▶ _TASK PROMPT_
Please return the lines, both ends included, that run from the one containing "Where can you spot the bus tire" to the last line of the data below, exactly and alone.

BEGIN SOURCE INFORMATION

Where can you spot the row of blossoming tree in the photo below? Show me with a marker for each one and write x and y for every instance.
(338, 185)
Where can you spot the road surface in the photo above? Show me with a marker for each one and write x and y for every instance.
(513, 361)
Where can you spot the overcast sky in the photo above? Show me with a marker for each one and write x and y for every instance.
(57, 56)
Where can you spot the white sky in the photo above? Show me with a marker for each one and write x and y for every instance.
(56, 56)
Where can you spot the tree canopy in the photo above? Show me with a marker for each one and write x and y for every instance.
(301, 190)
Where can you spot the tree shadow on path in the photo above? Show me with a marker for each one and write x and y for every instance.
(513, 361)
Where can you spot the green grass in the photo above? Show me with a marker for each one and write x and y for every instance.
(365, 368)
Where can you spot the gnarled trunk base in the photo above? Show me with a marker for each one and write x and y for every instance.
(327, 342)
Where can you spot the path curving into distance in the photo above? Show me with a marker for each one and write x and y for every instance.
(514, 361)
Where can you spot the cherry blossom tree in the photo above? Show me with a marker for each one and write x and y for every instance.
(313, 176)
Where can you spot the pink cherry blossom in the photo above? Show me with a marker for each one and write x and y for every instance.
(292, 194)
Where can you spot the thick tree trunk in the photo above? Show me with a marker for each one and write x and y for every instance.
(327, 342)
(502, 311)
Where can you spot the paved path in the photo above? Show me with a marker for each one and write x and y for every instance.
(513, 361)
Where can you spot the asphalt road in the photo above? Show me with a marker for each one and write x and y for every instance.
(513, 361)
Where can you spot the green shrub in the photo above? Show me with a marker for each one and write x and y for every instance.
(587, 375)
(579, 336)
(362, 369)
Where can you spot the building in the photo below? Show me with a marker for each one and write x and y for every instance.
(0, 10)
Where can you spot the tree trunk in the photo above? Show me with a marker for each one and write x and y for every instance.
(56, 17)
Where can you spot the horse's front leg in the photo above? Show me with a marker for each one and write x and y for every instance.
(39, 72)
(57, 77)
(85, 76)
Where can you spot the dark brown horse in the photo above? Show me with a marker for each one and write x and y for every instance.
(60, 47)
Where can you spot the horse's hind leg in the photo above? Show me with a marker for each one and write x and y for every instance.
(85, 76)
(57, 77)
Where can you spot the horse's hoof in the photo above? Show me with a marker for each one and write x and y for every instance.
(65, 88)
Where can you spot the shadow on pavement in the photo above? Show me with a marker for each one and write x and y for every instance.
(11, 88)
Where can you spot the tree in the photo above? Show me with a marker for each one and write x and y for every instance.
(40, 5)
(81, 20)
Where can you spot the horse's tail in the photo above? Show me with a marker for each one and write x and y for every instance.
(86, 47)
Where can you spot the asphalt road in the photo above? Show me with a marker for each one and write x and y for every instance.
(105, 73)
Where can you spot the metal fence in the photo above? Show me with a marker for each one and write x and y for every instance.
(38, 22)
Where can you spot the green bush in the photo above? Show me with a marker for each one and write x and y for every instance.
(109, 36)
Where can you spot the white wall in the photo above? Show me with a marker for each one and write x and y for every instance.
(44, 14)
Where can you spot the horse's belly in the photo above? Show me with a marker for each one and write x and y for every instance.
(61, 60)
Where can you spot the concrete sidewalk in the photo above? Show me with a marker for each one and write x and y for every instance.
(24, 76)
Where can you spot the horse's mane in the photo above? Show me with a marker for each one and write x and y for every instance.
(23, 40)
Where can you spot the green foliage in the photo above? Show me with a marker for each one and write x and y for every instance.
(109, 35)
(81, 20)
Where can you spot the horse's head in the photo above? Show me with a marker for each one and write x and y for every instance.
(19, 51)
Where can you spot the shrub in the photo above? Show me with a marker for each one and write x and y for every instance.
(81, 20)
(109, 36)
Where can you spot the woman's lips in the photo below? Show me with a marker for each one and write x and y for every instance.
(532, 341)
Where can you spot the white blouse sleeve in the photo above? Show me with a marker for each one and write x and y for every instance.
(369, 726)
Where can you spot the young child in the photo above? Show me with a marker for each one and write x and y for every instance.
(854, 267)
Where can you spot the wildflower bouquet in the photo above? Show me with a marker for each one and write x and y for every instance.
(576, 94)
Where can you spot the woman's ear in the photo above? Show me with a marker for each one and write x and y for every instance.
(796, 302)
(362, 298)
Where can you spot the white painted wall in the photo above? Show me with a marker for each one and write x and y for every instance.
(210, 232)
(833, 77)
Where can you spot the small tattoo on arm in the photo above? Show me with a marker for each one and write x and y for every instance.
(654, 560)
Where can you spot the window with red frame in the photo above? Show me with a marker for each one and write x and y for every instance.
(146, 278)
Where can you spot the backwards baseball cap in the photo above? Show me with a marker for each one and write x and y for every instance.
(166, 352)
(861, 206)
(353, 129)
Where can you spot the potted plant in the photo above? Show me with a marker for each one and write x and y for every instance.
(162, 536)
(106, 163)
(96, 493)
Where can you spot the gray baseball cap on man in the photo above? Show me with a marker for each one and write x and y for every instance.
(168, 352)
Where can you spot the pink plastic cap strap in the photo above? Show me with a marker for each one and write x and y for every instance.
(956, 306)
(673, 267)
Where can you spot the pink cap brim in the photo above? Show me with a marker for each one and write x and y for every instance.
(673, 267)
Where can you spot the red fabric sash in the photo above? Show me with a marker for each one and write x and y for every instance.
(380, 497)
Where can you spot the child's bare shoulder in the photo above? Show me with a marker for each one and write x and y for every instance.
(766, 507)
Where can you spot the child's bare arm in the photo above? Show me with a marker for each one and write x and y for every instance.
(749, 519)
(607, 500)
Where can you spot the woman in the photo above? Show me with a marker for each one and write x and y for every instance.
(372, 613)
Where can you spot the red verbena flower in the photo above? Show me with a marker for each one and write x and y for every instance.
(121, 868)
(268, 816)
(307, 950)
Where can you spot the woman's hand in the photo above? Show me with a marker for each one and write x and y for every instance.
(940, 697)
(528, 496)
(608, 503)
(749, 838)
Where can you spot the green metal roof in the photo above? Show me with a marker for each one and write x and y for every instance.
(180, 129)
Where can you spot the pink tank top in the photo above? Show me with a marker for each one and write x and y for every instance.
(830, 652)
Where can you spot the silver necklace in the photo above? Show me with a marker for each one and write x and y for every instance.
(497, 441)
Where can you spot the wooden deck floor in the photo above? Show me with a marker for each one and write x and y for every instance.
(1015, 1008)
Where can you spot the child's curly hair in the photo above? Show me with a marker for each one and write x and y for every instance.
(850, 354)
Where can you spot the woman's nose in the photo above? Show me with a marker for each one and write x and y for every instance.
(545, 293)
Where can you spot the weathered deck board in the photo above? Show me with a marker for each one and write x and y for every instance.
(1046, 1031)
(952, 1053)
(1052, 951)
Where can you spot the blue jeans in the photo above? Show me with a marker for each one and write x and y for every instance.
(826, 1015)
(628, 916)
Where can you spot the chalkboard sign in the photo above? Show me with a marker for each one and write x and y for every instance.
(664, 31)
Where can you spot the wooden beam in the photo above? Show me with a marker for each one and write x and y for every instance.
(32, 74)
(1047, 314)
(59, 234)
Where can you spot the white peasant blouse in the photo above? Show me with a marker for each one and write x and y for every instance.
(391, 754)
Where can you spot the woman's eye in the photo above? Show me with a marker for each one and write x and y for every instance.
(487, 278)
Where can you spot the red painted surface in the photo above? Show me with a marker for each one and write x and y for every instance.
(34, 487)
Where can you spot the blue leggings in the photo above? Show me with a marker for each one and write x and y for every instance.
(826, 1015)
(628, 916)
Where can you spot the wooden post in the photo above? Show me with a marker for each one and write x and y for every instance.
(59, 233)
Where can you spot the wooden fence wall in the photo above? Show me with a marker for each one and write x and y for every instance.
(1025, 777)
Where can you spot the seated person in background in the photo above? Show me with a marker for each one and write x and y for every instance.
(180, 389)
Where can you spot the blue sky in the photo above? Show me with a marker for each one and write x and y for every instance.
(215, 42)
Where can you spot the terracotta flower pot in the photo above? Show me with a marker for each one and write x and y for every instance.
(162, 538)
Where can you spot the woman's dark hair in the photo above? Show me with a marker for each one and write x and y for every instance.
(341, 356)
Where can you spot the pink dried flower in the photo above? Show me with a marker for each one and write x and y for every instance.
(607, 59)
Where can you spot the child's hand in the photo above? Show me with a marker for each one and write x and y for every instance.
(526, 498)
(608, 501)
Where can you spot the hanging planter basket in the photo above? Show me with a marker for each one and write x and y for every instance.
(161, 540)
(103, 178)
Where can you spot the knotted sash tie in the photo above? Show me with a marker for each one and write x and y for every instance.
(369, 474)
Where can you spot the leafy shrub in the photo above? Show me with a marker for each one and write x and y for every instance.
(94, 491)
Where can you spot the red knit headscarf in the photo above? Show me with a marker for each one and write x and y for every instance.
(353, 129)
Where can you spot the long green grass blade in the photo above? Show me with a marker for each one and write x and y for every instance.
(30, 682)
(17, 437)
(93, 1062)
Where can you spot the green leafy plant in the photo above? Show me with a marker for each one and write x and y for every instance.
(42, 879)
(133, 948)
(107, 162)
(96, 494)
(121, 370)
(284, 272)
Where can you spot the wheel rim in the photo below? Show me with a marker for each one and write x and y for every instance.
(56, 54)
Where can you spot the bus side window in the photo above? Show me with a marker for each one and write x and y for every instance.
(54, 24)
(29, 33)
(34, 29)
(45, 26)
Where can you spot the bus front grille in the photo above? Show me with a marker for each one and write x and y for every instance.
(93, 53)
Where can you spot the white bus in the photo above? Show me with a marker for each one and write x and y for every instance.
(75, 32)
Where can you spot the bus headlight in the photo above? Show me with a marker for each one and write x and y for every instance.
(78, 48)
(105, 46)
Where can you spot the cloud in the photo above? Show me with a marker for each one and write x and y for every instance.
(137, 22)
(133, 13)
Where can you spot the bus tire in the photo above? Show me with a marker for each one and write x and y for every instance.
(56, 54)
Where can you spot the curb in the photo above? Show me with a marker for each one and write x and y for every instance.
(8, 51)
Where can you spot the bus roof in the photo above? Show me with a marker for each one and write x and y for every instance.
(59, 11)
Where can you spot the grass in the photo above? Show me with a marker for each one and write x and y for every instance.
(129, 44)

END SOURCE INFORMATION

▶ _SOLUTION FOR THIS EXERCISE_
Where can you spot the bus tire in the photo above? Show me with a marker for each one and write x and y for every instance.
(56, 54)
Where can you spot the curb in the photo above? Show me with a marker for each one and write x and y for every instance.
(8, 51)
Where can you spot the bus roof in the photo above? Show me with a marker for each one and write x and y for every instance.
(59, 11)
Where can you spot the grass in the photo above? Show me with a marker for each one and write x and y for every instance.
(129, 44)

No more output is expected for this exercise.